RECORD EXCERPTS

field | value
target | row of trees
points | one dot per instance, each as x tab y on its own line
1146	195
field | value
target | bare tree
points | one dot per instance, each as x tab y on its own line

TASK TO CARRY OUT
The whole set of records needs to be written out exactly.

YOUR RESPONSE
field | value
target | row of trees
points | one dot per instance, each as x tab y on its own line
1146	195
field | value
target | bare tree
points | one dot per instance, each as x tab y on its own line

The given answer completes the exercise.